RIAU, PEKANBARU - Akademisi Riau mencacat tren belanja Pemerintah Provinsi Riau masih terpola dengan sistem lama. Hal ini dapat dilihat dari bentuk realisasi Anggaran Pendapatan Belanja Negara (APBN) yang dikucurkan Pemerintah Pusat ke Riau.
Menurut Dosen Fakultas Ekonomi Universitas Riau, Dahlan Tampubolon, tren belanja pegawai pemerintah selalu menduduki posisi persenan tertinggi dibanding belanja barang dan belanja modal. "Kondisi tersebut hampir tejadi setiap tahun. Bahkan berjalan ke semester pertama tahun 2016, angka belanja pegawai masih tinggi," katanya, Jumat (27/05/2016).
Berdasarkan data dari Kantor Wilayah (Kanwil) Direktorat Jendral PBN Provinsi Riau, per Januari sampai tanggal 23 Mei 2016 lalu, jumlah belanja pegawai di Pemprov Riau berada di angka 36,59 persen. Angka ini masih mengalahkan realisasi belanja barang yakni sebesar 17,25 persen. Sedangkan untuk belanja modal masih 21,45 persen. Sedangkan untuk belanja bantuan sosial disepanjang tahun 2015, totalnya sebesar 92,54 persen.
"Data itukan jelas menunjukkan belum ada perubahan pola realisasi yang dilakukan oleh Pemerintah Provinsi Riau. Masih pada belanja pegawainnya," ujarnya.
Seharusnya, menurut Dahlan, posisi ini dibalik. Jika pemerintah bisa cepat menggesa belanja barang dan modal lebih tinggi, maka realisasi anggaran pemerintah akan lebih optimal. Minimal, realisasinya sejalan dengan belanja pegawai. Dia juga menyebutkan, kondisi realisasi seperti ini juga terjadi pada pelaksanaan penyerapan Anggran Pendapatan Belanja Daerah (APBD).
Sebelumnya, Direktorat Jendral Perimbangan Keuangan Kementerian Keuangan RI, Desky Wijaya menyebutkan, yang menjadi catatan buruk adalah sistem pengelolaan keuangan pemerintah lebih senang mengendapkan uang di bank.

◆ **BAHAN**:
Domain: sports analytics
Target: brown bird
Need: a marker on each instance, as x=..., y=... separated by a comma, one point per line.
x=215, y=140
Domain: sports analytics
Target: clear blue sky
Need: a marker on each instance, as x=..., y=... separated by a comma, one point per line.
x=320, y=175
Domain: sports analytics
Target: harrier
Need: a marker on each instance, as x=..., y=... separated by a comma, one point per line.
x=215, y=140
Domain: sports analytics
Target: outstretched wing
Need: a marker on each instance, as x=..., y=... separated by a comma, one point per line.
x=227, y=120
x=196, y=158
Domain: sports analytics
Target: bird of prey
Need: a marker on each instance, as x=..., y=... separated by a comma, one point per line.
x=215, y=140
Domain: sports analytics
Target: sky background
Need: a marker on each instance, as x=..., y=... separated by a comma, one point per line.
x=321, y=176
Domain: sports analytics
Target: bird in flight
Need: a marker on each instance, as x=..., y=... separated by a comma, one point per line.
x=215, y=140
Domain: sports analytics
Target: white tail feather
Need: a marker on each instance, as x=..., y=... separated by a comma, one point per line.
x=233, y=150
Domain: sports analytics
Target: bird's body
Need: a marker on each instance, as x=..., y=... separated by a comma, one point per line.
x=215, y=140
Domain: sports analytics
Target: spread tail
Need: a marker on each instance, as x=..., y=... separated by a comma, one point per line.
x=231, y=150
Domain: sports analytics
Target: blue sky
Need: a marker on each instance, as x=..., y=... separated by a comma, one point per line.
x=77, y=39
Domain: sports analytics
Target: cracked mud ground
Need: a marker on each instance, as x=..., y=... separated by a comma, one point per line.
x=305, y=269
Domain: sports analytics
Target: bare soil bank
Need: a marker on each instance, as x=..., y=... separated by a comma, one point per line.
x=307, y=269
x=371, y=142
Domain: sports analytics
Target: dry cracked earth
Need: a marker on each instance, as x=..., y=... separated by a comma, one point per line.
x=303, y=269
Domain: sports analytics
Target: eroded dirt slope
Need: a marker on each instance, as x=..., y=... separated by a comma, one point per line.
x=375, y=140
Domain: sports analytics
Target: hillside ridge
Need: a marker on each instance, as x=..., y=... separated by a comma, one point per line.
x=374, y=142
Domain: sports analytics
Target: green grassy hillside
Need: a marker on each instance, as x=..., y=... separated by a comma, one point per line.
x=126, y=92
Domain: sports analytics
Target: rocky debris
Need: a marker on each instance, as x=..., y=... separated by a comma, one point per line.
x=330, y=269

◆ **BAGIAN LATIHAN**:
1. Dalam berita tentang belanja Pemerintah Provinsi Riau, mengapa Dahlan berpendapat bahwa posisi belanja "seharusnya dibalik"? Jelaskan dalam satu sampai tiga kalimat.
2. Lanjutkan berita tentang belanja Pemerintah Provinsi Riau itu, dimulai setelah kalimat terakhirnya.

◆ **DAFTAR JAWABAN**:
1. Menurut Dahlan, jika pemerintah bisa cepat menggesa belanja barang dan modal menjadi lebih tinggi, realisasi anggaran pemerintah akan lebih optimal. Setidaknya, realisasi belanja barang dan modal itu sejalan dengan belanja pegawai.

2.
Hal ini juga dilakukan oleh Pemerintah Provinsi Riau. "Pada prinsipnya kebiasaan buruk seperti ini terjadi di hampir semua Pemda," katanya.
Dalam kesempatan diskusi kebijakan fiskal dan pengembangan ekonomi terkini Provinsi Riau di Hotel Pageran Pekanbaru, tren dana pemerintah daerah di Perbangkan sepanjang 2012 hingga 2016 cenderung meningkat.
Kata Disky, sesuai tren perkembangan jumlah simpanan pemerintah daerah di perbankan empat tahun terakhir, posisi simpanan di perbankan pada periode Bulan Januari sampai Juni, terus mengalami peningkatan.
"Ini lagi-lagi disinyalir karena pada triwulan I dan II, biasanya Pemda baru dapat melakukan realisasi belanja operasional. Sementara belanja modal relatif belum banyak direalisasikan. Misalnya terhambat pada lambatnya proses pelelangan pekerjaan," tambahnya.
Pemerintah Pusat selalu merilis, pada posisi tertinggi simpanan pemerintah daerah di perbankan yakni pada Bulan September. Sedangkan pada Oktober sampai rentang waktu Desember, simpanan uang pemerintah daerah di perbankan mengalami penurunan. Puncaknya pada akhir tahun selalu berada dalam grafik posisi terendah.
"Kebiasaan seperti ini menunjukkan bahwa pada triwulan ke IV Pemda menarik sebagian besar uangnya di perbankan untuk dipergunakan dalam bentuk realisasi belanja," ujar Desky.(ria05)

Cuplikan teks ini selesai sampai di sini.